§ **Task to carry out**: Each record should be given again exactly, and any picture in it left out.

§ **Material to process**:
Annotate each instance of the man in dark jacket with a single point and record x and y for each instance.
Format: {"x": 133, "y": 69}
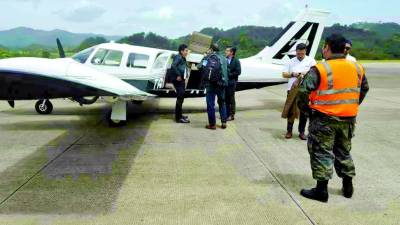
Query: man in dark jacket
{"x": 215, "y": 90}
{"x": 234, "y": 70}
{"x": 179, "y": 71}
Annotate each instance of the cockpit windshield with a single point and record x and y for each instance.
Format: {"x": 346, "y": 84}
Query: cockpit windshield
{"x": 83, "y": 55}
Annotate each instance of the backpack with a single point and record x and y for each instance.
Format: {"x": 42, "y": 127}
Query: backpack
{"x": 212, "y": 71}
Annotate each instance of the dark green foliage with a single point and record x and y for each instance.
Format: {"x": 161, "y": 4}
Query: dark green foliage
{"x": 370, "y": 41}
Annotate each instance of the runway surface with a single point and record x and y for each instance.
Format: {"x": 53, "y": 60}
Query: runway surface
{"x": 71, "y": 168}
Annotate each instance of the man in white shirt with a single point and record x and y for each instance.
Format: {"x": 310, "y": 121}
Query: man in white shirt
{"x": 295, "y": 68}
{"x": 347, "y": 50}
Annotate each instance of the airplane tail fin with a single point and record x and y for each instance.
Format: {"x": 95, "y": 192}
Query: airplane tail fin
{"x": 306, "y": 28}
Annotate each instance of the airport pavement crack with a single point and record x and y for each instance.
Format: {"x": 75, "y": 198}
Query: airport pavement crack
{"x": 274, "y": 176}
{"x": 69, "y": 147}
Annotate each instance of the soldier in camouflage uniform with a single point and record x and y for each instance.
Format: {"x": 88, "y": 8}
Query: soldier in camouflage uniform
{"x": 333, "y": 107}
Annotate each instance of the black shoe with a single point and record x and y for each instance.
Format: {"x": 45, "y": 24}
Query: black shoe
{"x": 223, "y": 126}
{"x": 231, "y": 118}
{"x": 348, "y": 188}
{"x": 319, "y": 193}
{"x": 302, "y": 136}
{"x": 183, "y": 120}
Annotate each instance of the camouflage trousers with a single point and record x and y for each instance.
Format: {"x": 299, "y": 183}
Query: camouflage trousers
{"x": 329, "y": 145}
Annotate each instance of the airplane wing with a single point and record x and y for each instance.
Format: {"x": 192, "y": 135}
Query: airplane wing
{"x": 38, "y": 78}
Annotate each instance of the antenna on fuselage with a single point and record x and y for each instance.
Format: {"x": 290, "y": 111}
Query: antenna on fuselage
{"x": 60, "y": 49}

§ **Exercise output**:
Annotate each instance of the man in dark jacket with a single point and record x and y for each instance.
Format: {"x": 133, "y": 69}
Query: man in dark jacket
{"x": 215, "y": 90}
{"x": 234, "y": 70}
{"x": 179, "y": 71}
Annotate each instance of the cockpit windshield with a single point and record x and y for each instance.
Format: {"x": 346, "y": 84}
Query: cockpit windshield
{"x": 83, "y": 55}
Annotate each instance of the backpack with a single point and record x and y for each instance.
Format: {"x": 42, "y": 127}
Query: backpack
{"x": 212, "y": 71}
Annotate each instance of the dark green foliage with a single point and record x and y for each instance.
Format: {"x": 161, "y": 4}
Query: dark green foliage
{"x": 370, "y": 41}
Annotate each instance of the runway surface with a single point and record x and y for each instance.
Format: {"x": 53, "y": 60}
Query: runway surface
{"x": 71, "y": 168}
Annotate each instance of the man in white shirt with a single point and record x and y for each instance.
Format: {"x": 310, "y": 121}
Query: man in white shirt
{"x": 295, "y": 68}
{"x": 347, "y": 50}
Annotate each instance of the airplane tail fin with a single point and record x and y for each instance.
Format: {"x": 95, "y": 192}
Query: airplane tail fin
{"x": 306, "y": 28}
Annotate each instance of the airport pavement crack with a single point and record x and y for each instance.
Format: {"x": 75, "y": 198}
Query: airport pavement crack
{"x": 274, "y": 176}
{"x": 69, "y": 147}
Annotate each instance of the soldier in camouflage uniform with a single point and record x and y for each instance.
Format: {"x": 88, "y": 8}
Query: soldier in camouflage uniform
{"x": 333, "y": 107}
Annotate each instance of the black shoe with a single point and record x and y for each instance.
Format: {"x": 45, "y": 24}
Query: black shoe
{"x": 223, "y": 126}
{"x": 231, "y": 118}
{"x": 348, "y": 188}
{"x": 319, "y": 193}
{"x": 302, "y": 136}
{"x": 183, "y": 120}
Annotate each instance of the camouflage trousers with a single point and record x and y for each instance.
Format: {"x": 299, "y": 183}
Query: camouflage trousers
{"x": 329, "y": 145}
Annotate each instance of the airplane wing with a single point and record x and y for each instance.
Format: {"x": 192, "y": 135}
Query: airplane wing
{"x": 38, "y": 78}
Annotate each instance of the antenna on fuselage with a single point and record x and y for each instance.
Format: {"x": 290, "y": 111}
Query: antenna on fuselage
{"x": 60, "y": 49}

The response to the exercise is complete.